▶ **Your instructions**
Quote all lines below exactly. Images stay out.

▶ **Material for the task**
※

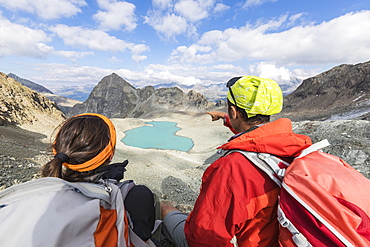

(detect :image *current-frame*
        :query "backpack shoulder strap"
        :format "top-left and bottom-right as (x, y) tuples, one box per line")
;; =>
(0, 177), (110, 205)
(72, 181), (110, 202)
(222, 139), (331, 188)
(296, 139), (330, 159)
(116, 180), (136, 198)
(108, 180), (161, 247)
(223, 150), (286, 187)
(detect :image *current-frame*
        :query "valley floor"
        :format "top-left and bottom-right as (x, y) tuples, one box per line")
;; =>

※

▶ **Response for this exercise**
(detect :image *current-frame*
        :query "backpack shoulder strap"
        :format "top-left and bottom-right as (x, y) tuples, one box per line")
;; =>
(0, 177), (110, 205)
(72, 181), (110, 202)
(222, 139), (331, 188)
(296, 139), (330, 159)
(116, 180), (136, 198)
(108, 180), (161, 247)
(223, 150), (286, 187)
(detect :image *current-frame*
        :query "valley floor"
        :format "top-left and bottom-right as (x, y) tuples, one box per line")
;; =>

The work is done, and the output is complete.